**TASK DIRECTIONS**
Could you render every line of the records below as a JSON list of strings, one string per line, with blank lines left out?
::: STORED DATA
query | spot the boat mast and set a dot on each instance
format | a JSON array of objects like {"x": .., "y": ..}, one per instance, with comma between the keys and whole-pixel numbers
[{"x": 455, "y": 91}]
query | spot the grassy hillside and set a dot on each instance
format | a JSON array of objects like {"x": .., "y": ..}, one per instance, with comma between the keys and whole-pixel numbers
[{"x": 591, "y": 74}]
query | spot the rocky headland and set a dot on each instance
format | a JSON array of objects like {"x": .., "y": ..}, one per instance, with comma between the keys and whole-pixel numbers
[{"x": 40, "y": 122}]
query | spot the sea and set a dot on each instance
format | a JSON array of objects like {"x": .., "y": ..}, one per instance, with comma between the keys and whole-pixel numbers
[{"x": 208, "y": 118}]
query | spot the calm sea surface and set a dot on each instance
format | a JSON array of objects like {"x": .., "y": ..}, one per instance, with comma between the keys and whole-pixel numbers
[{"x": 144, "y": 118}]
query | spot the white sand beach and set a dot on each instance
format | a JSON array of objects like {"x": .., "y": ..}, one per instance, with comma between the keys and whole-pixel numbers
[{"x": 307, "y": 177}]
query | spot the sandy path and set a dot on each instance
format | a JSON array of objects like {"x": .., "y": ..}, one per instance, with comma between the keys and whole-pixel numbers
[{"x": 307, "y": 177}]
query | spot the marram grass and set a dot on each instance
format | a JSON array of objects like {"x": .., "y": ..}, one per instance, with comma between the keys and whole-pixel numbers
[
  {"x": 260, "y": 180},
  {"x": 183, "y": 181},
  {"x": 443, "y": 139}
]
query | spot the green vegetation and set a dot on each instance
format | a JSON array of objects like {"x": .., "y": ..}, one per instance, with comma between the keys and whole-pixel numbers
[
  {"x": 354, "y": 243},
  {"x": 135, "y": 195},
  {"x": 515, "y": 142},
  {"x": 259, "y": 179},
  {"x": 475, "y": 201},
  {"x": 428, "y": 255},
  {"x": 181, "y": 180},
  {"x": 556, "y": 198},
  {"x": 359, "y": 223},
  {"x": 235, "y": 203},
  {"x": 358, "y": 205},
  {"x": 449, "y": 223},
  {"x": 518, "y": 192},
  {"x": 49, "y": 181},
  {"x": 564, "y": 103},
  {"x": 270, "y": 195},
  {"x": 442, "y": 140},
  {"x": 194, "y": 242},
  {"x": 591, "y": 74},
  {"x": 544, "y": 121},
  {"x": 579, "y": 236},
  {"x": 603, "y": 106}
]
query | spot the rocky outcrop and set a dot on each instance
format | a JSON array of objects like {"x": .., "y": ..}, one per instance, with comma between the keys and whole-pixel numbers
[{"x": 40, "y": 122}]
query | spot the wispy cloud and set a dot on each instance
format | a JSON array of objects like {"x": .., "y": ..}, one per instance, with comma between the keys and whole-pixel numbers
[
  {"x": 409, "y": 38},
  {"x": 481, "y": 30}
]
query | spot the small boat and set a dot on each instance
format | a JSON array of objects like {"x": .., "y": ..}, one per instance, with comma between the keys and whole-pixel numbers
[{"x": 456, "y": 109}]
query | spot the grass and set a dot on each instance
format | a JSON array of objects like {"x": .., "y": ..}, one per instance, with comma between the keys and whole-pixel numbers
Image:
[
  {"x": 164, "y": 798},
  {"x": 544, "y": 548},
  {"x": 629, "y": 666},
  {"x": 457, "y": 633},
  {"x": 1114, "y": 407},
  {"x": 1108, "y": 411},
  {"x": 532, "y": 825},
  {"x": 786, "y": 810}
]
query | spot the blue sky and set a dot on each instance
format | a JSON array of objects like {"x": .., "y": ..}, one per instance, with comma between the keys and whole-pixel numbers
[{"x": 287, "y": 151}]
::::::
**RESPONSE**
[
  "query | spot the boat mast and set a dot on each instance",
  "format | a JSON array of objects like {\"x\": .., \"y\": ..}, one per instance, with comma between the keys and whole-pixel numbers",
  "[{\"x\": 455, \"y\": 91}]",
  "query | spot the grassy hillside and set a dot on each instance",
  "format | a JSON array of objects like {\"x\": .., \"y\": ..}, one per instance, with comma between the keys and whole-pixel numbers",
  "[{\"x\": 591, \"y\": 74}]",
  "query | spot the rocky headland and set a dot on each instance",
  "format | a JSON array of objects like {\"x\": .., \"y\": ..}, one per instance, with comma between the keys and whole-pixel numbers",
  "[{\"x\": 40, \"y\": 122}]",
  "query | spot the sea and set a dot on each instance",
  "format | a JSON array of objects like {\"x\": .., \"y\": ..}, one per instance, with comma between the keys and whole-pixel numbers",
  "[{\"x\": 208, \"y\": 118}]",
  "query | spot the calm sea surface and set a dot on each instance",
  "format | a JSON array of objects like {\"x\": .., \"y\": ..}, one per instance, with comma between the keys and whole-pixel numbers",
  "[{\"x\": 144, \"y\": 118}]",
  "query | spot the white sand beach and set a dot on each instance",
  "format | a JSON array of objects like {\"x\": .., \"y\": ..}, one per instance, with comma between the keys and whole-pixel numbers",
  "[{\"x\": 307, \"y\": 177}]",
  "query | spot the sandy path and set a dot on each instance",
  "format | a JSON array of objects like {\"x\": .., \"y\": ..}, one per instance, with comma between the keys and whole-pixel numbers",
  "[{\"x\": 307, \"y\": 177}]",
  "query | spot the marram grass and set a dot on each instance",
  "format | a JSON array of objects like {\"x\": .., \"y\": ..}, one per instance, with comma between the keys and whole-pixel numbers",
  "[",
  "  {\"x\": 260, \"y\": 180},",
  "  {\"x\": 183, \"y\": 181},",
  "  {\"x\": 443, \"y\": 139}",
  "]",
  "query | spot the green vegetation and set a dot on each instance",
  "format | a JSON array of objects like {\"x\": .., \"y\": ..}, one per instance, with comma between the keys and whole-pixel numbers",
  "[",
  "  {\"x\": 354, \"y\": 243},",
  "  {\"x\": 135, \"y\": 195},",
  "  {\"x\": 515, \"y\": 142},",
  "  {\"x\": 259, \"y\": 179},",
  "  {\"x\": 475, \"y\": 201},",
  "  {\"x\": 428, \"y\": 255},",
  "  {\"x\": 181, \"y\": 180},",
  "  {\"x\": 556, \"y\": 198},",
  "  {\"x\": 359, \"y\": 223},",
  "  {\"x\": 235, \"y\": 203},",
  "  {\"x\": 358, \"y\": 205},",
  "  {\"x\": 449, \"y\": 223},",
  "  {\"x\": 518, \"y\": 192},",
  "  {\"x\": 49, \"y\": 181},",
  "  {\"x\": 564, \"y\": 103},",
  "  {\"x\": 270, \"y\": 195},",
  "  {\"x\": 442, \"y\": 140},",
  "  {\"x\": 194, \"y\": 242},",
  "  {\"x\": 591, \"y\": 74},",
  "  {\"x\": 544, \"y\": 121},",
  "  {\"x\": 579, \"y\": 236},",
  "  {\"x\": 603, \"y\": 106}",
  "]",
  "query | spot the rocky outcrop and set a dot on each instance",
  "format | a JSON array of objects like {\"x\": .., \"y\": ..}, one per instance, with comma between the keys and whole-pixel numbers",
  "[{\"x\": 40, \"y\": 122}]",
  "query | spot the wispy cloud and set a dot on each instance",
  "format | a JSON array of objects like {\"x\": .., \"y\": ..}, one per instance, with comma between the keys and whole-pixel numbers",
  "[",
  "  {\"x\": 409, \"y\": 38},",
  "  {\"x\": 481, \"y\": 30}",
  "]",
  "query | spot the small boat and set a dot on each instance",
  "format | a JSON array of objects like {\"x\": .., \"y\": ..}, one per instance, with comma between the keys and whole-pixel numbers",
  "[{\"x\": 456, \"y\": 109}]",
  "query | spot the grass and set a dot on each instance",
  "format | a JSON array of objects like {\"x\": .., \"y\": ..}, one per instance, with comma between the keys and whole-pixel numbers",
  "Image:",
  "[",
  "  {\"x\": 164, \"y\": 798},",
  "  {\"x\": 544, \"y\": 548},",
  "  {\"x\": 629, \"y\": 666},",
  "  {\"x\": 457, \"y\": 633},",
  "  {\"x\": 1114, \"y\": 407},",
  "  {\"x\": 1108, \"y\": 411},",
  "  {\"x\": 532, \"y\": 825},",
  "  {\"x\": 786, \"y\": 810}",
  "]",
  "query | spot the blue sky and set a dot on each instance",
  "format | a JSON array of objects like {\"x\": .., \"y\": ..}, one per instance, with comma between the keys and whole-pixel numbers",
  "[{\"x\": 287, \"y\": 151}]"
]